[[ WORKING DATA, beginning ]]
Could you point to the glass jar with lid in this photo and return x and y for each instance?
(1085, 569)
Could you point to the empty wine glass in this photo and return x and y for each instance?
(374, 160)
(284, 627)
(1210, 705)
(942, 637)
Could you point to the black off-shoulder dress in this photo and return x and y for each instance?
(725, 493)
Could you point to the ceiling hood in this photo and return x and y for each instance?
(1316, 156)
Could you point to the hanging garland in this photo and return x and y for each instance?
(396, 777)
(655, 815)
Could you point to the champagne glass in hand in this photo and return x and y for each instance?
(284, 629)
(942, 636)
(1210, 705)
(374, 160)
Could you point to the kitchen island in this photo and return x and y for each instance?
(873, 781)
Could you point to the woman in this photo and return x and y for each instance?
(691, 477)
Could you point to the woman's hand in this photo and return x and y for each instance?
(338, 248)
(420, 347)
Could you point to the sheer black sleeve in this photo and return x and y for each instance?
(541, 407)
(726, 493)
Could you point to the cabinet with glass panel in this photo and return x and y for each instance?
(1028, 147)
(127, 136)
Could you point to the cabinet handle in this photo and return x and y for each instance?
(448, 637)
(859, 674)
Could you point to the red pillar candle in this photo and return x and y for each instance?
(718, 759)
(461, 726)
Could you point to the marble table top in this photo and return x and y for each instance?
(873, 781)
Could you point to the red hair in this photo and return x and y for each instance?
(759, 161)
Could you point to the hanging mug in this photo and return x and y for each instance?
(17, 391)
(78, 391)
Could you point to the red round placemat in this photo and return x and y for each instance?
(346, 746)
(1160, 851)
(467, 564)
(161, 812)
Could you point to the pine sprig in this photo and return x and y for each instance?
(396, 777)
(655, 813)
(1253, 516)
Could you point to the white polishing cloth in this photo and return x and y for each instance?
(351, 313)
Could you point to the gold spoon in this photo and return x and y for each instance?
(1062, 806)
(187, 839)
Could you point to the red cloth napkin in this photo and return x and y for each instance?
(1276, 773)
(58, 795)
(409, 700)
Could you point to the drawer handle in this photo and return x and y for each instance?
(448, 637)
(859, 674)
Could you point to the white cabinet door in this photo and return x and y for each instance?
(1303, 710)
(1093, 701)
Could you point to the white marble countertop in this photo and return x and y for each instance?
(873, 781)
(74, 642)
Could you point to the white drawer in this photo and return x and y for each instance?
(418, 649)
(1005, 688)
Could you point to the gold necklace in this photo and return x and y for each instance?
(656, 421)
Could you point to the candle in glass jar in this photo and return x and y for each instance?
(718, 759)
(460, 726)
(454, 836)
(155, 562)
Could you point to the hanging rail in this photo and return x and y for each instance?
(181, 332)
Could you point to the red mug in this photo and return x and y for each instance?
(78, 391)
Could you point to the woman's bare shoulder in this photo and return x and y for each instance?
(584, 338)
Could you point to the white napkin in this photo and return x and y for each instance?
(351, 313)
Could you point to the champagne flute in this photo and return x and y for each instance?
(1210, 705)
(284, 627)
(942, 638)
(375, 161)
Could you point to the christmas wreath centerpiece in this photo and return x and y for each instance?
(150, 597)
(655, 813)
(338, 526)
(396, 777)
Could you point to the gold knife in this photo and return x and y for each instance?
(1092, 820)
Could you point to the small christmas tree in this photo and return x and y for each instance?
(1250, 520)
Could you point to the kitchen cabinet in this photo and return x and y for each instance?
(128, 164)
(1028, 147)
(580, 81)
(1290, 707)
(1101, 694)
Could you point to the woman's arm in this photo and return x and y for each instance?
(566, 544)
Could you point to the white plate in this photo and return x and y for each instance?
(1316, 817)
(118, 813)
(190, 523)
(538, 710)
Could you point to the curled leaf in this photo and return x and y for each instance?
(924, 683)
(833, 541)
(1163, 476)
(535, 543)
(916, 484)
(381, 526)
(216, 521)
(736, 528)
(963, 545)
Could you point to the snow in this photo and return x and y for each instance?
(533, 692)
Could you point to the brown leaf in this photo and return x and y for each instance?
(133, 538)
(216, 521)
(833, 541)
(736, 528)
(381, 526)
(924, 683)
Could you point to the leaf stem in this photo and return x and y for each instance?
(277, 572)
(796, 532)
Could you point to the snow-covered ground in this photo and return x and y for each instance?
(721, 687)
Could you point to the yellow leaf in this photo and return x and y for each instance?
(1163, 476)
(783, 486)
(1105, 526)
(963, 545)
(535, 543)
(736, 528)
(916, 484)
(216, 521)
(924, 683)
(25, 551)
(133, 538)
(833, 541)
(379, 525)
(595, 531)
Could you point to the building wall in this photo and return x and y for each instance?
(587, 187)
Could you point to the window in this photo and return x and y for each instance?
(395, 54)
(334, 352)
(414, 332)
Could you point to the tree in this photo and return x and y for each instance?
[[ WORKING DATA, end ]]
_PROBLEM DESCRIPTION_: Copy out each record, keeping every word as it is.

_YOUR RESPONSE_:
Could you point to the glass jar with lid in this photo and return x and y for each instance?
(1085, 569)
Could you point to the empty wine glass in this photo and return x and y for each instance?
(374, 160)
(284, 627)
(1210, 705)
(942, 637)
Could you point to the black off-shoulder dress in this photo and return x and y for each instance?
(725, 493)
Could you point to the ceiling hood in this photo and return x and y for each instance?
(1316, 156)
Could you point to the hanging garland in this photo and return x and y for each instance?
(396, 777)
(655, 815)
Could you point to the champagne glass in hand in this photo and return x and y for each instance?
(284, 629)
(942, 636)
(1210, 705)
(374, 160)
Could you point to the kitchen island in this photo and return x and y for each instance?
(873, 781)
Could you point to the woman in this photo and return x and y for each instance?
(691, 477)
Could you point to the woman's hand in this photo and return x and y for each instance?
(338, 248)
(420, 347)
Could you point to the sheer black sleeve in this photo and return x and y for each instance?
(541, 407)
(726, 493)
Could you point to the cabinet with glass panel in this photo and return x and y for each instance?
(1028, 147)
(127, 136)
Could you point to the cabinet handle in this photo and return x and y for each instance?
(448, 637)
(859, 674)
Could you point to the red pillar candle in this photo and return x and y for each instance?
(718, 759)
(461, 726)
Could you point to the marble table top in this photo and return x and y for each instance?
(873, 781)
Could you point to the red hair in this photo and return x and y for each instance?
(759, 161)
Could you point to the hanging mug in this photo and return x and y for each instance?
(17, 391)
(78, 391)
Could you point to the red round placemat in this photo and return x and y for each instance?
(346, 746)
(1160, 851)
(467, 564)
(161, 812)
Could you point to the pine sprig in this photo and return x and y for each instance?
(396, 777)
(655, 813)
(1253, 516)
Could you point to the white polishing cloth in this photo and return x and y for each instance?
(351, 313)
Could you point to the gold spoon in this photo and return x and y for each instance?
(1062, 806)
(187, 839)
Could you point to the red cloth napkin in this photo and return x and y for each instance?
(1276, 773)
(58, 795)
(409, 700)
Could you point to the drawer handle in this photo and return x and y for each instance?
(448, 637)
(859, 674)
Could you point to the white cabinet door in this photo and return x and y for each instance?
(1303, 710)
(1093, 701)
Could you point to the white marble countertop in this photo and return x and y for each instance?
(873, 781)
(74, 642)
Could you point to the white drawer in this photo and return x and y for each instance?
(418, 649)
(1005, 688)
Could you point to the gold necklace in this photo and return x and y for each instance?
(656, 421)
Could you point to the candle in glass jar in this photo and return x and y for each instance?
(718, 759)
(460, 726)
(454, 836)
(155, 562)
Could you point to the hanging rail in this photo and return x and y for each instance?
(181, 332)
Could you point to the red mug in this photo and return x and y for each instance?
(78, 391)
Could you point to the woman's bare shoulder in this photo and return x and y for each instance?
(584, 338)
Could you point to the white napkin in this photo and return x and y for each instance?
(351, 313)
Could you point to the champagne flute in this photo and return x and y for each instance?
(1210, 705)
(284, 627)
(942, 638)
(375, 161)
Could you point to the christmas wreath centerpiece in this photo and return x and y for each instance?
(150, 597)
(655, 813)
(338, 526)
(396, 777)
Could you point to the gold knife in this photo and return x and y for each instance?
(1092, 820)
Could you point to the small christmas tree in this photo and return x and y for each instance?
(1250, 520)
Could you point to the kitchen cabinet in this photo and return x and y for each instance?
(128, 164)
(1028, 147)
(580, 81)
(1290, 707)
(1101, 694)
Could you point to the woman's arm in this photo and return x and y for each instance?
(566, 544)
Could you point to the white plate in this photo and return x and y for each instance?
(1316, 817)
(118, 813)
(190, 523)
(538, 710)
Could you point to the curled leaf in this photo and return x and y for each instance?
(924, 683)
(833, 541)
(1163, 476)
(535, 543)
(916, 484)
(381, 526)
(216, 521)
(736, 528)
(963, 545)
Could you point to the snow in this photo and return x and y for each instance?
(533, 692)
Could you point to the brown leaf in this photo and return x and y for each instance?
(133, 538)
(216, 521)
(833, 541)
(736, 528)
(381, 526)
(924, 683)
Could you point to the leaf stem in this photo and return x and y for each instance?
(277, 572)
(796, 532)
Could you point to the snow-covered ground in this photo and return x and y for each instance?
(721, 687)
Could you point to the yellow leaf in this photo and return x and y for each instance?
(1163, 476)
(783, 486)
(1105, 526)
(963, 545)
(535, 543)
(736, 528)
(916, 484)
(216, 521)
(924, 683)
(25, 551)
(133, 538)
(833, 541)
(379, 525)
(595, 531)
Could you point to the building wall in this photo and return x and y for each instance?
(587, 187)
Could you point to the window in this photo and return x and y for each instance?
(395, 54)
(334, 352)
(414, 332)
Could you point to the tree in this photo and return x and y for each instance?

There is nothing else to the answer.